[What is being asked]:
Retype the stretch from "b) Sows suffered" through "her to move." in the passage about the Smithfield breeding facility.

[Given text]:
Indeed, "at the end of 2010, an HSUS investigator worked inside a Smithfield/Murphy-Brown breeding facility in Waverly, Virginia that housed more than 1,000 sows in gestation crates, which are metal cages that individually confine sows and are so restrictive they prevent pigs from even turning around. The investigator documented the following findings:
a) Breeding sows were confined inside gestation crates so small the animals could barely move for virtually their entire lives. Frustrated by this extreme confinement, some sows had bitten their bars so incessantly that blood from their mouths coated the fronts of their crates.
b) Sows suffered from open pressure sores and other ulcers and wounds that developed from their confinement and inability to change positions in the crate. Abscesses sometimes formed from simple scratches due to ever-present bacteria. The investigator never saw a veterinarian at the operation. A barn manager told the investigator to ignore a sow with a basketball-sized abscess on her neck, and then cut the abscess open with an unsterilized razor.
c) Employees jabbed a lame sow‘s neck and back with gate rods to force her to move.

(Collected data)
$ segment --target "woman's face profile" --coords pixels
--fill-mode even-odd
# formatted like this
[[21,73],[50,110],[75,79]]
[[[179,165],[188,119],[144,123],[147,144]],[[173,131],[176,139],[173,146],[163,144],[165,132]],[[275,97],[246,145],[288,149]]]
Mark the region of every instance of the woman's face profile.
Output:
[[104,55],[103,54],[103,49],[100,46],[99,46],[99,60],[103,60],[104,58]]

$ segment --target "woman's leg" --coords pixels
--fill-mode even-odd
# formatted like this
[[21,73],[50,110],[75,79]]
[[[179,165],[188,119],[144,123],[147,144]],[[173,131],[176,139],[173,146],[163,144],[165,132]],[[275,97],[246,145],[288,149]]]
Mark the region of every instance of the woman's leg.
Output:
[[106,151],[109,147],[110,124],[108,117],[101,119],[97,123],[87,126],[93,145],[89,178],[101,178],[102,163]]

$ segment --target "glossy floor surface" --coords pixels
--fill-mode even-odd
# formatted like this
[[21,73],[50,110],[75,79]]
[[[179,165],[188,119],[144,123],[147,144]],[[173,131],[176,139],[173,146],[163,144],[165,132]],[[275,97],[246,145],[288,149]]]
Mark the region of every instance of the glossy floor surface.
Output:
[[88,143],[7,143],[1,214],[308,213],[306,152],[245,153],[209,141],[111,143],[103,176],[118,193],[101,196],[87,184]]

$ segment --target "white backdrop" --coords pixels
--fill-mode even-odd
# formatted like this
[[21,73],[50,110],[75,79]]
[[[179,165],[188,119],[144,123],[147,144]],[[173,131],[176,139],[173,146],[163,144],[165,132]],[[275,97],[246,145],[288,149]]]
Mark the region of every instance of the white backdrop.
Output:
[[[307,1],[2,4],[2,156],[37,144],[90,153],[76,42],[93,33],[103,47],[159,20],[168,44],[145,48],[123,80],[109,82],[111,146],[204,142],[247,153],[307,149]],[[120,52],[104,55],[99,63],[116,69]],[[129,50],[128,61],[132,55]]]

[Result]:
b) Sows suffered from open pressure sores and other ulcers and wounds that developed from their confinement and inability to change positions in the crate. Abscesses sometimes formed from simple scratches due to ever-present bacteria. The investigator never saw a veterinarian at the operation. A barn manager told the investigator to ignore a sow with a basketball-sized abscess on her neck, and then cut the abscess open with an unsterilized razor.
c) Employees jabbed a lame sow‘s neck and back with gate rods to force her to move.